_Task goal_: Every line of the data that contains the string "suit" must be copied.

_Records to use_:
· · ·

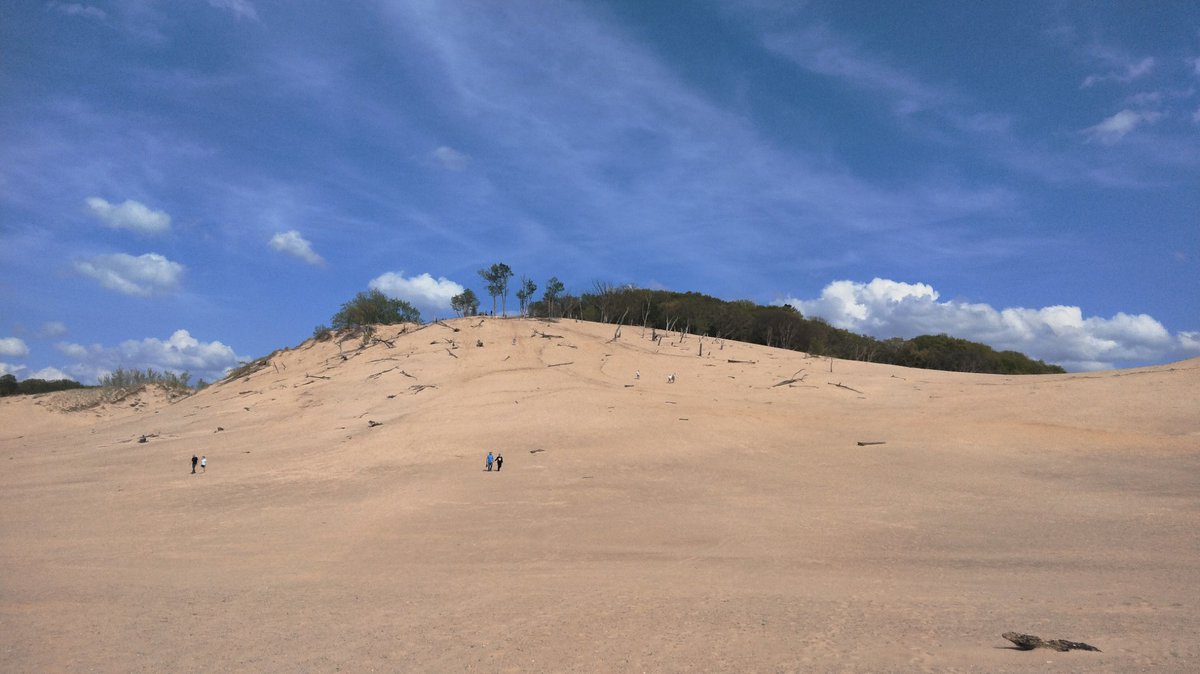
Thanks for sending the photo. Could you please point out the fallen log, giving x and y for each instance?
(1029, 642)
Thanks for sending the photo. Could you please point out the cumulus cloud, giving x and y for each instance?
(1061, 335)
(129, 215)
(1116, 127)
(143, 276)
(295, 245)
(450, 158)
(13, 347)
(178, 353)
(424, 292)
(13, 369)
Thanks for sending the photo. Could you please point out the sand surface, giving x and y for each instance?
(720, 523)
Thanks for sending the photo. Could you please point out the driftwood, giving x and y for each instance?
(1029, 642)
(792, 380)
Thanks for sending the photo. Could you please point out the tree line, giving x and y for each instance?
(10, 386)
(694, 313)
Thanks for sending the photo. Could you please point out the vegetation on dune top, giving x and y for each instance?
(779, 326)
(10, 386)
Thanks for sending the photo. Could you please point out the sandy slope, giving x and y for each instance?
(718, 523)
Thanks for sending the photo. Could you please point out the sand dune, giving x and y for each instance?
(858, 518)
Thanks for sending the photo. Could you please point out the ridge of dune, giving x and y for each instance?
(727, 521)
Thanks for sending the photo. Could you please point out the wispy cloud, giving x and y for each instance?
(820, 49)
(1125, 72)
(141, 276)
(295, 245)
(450, 158)
(240, 8)
(1057, 334)
(77, 10)
(129, 215)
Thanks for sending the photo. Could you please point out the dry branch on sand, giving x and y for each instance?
(793, 379)
(1029, 642)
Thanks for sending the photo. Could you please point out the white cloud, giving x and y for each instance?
(450, 158)
(423, 290)
(77, 10)
(13, 369)
(1126, 73)
(1061, 335)
(179, 353)
(1115, 128)
(52, 329)
(143, 276)
(13, 347)
(292, 244)
(129, 215)
(49, 374)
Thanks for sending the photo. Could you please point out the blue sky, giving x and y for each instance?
(190, 184)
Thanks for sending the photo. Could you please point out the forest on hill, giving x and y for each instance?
(781, 326)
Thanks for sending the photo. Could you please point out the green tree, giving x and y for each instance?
(553, 289)
(526, 293)
(497, 278)
(466, 302)
(372, 307)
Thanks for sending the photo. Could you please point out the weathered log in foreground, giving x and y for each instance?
(1029, 642)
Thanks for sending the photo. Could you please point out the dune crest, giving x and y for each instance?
(666, 504)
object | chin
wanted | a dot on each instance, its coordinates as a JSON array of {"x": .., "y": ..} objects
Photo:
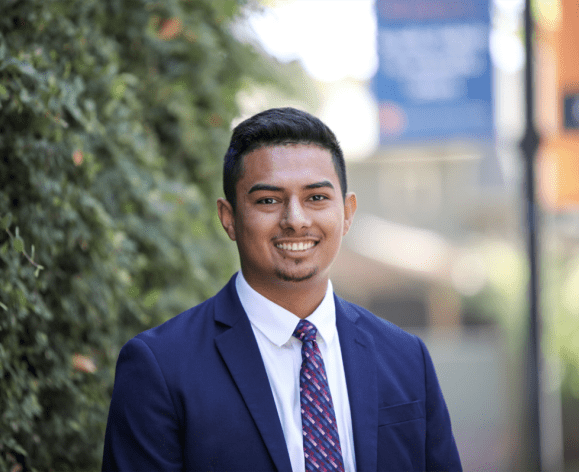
[{"x": 287, "y": 276}]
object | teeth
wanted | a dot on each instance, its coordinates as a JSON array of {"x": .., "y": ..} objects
[{"x": 295, "y": 246}]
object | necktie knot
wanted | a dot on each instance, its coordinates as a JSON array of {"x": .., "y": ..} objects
[{"x": 305, "y": 331}]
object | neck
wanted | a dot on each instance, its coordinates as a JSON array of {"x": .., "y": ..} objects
[{"x": 299, "y": 298}]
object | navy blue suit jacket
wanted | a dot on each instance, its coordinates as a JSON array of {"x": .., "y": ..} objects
[{"x": 193, "y": 394}]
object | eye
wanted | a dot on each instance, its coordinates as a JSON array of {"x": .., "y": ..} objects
[{"x": 267, "y": 201}]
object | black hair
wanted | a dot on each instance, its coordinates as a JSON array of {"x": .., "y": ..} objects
[{"x": 278, "y": 126}]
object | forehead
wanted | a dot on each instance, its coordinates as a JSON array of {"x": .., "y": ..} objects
[{"x": 291, "y": 162}]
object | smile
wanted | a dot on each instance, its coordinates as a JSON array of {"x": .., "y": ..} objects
[{"x": 295, "y": 246}]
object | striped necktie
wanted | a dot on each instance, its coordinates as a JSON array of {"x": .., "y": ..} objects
[{"x": 322, "y": 450}]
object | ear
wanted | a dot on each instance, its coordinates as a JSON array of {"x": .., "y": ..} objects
[
  {"x": 350, "y": 205},
  {"x": 225, "y": 212}
]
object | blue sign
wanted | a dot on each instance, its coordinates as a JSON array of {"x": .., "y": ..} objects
[{"x": 434, "y": 76}]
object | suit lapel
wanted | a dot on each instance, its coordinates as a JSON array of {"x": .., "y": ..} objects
[
  {"x": 360, "y": 369},
  {"x": 239, "y": 350}
]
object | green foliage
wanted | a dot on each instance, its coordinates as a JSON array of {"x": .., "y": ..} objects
[{"x": 114, "y": 116}]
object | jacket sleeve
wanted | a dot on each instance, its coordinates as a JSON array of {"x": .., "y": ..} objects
[
  {"x": 441, "y": 450},
  {"x": 143, "y": 429}
]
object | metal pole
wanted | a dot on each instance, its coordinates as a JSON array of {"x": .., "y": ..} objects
[{"x": 529, "y": 145}]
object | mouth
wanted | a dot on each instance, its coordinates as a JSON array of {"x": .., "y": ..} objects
[{"x": 296, "y": 247}]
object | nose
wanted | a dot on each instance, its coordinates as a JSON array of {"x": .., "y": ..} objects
[{"x": 295, "y": 216}]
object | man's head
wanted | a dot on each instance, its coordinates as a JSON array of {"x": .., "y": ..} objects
[{"x": 278, "y": 126}]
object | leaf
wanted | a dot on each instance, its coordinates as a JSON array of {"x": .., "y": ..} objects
[
  {"x": 6, "y": 219},
  {"x": 18, "y": 244},
  {"x": 37, "y": 271}
]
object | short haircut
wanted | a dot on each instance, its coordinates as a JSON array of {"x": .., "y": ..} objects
[{"x": 273, "y": 127}]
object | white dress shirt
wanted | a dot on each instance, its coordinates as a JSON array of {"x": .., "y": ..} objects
[{"x": 273, "y": 327}]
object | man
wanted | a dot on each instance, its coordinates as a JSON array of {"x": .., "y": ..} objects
[{"x": 275, "y": 372}]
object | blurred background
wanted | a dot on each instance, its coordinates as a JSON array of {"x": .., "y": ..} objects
[{"x": 115, "y": 118}]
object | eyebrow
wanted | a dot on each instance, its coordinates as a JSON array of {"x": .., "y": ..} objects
[{"x": 273, "y": 188}]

· · ·

_Result for this task_:
object | navy blue suit jacket
object | suit lapel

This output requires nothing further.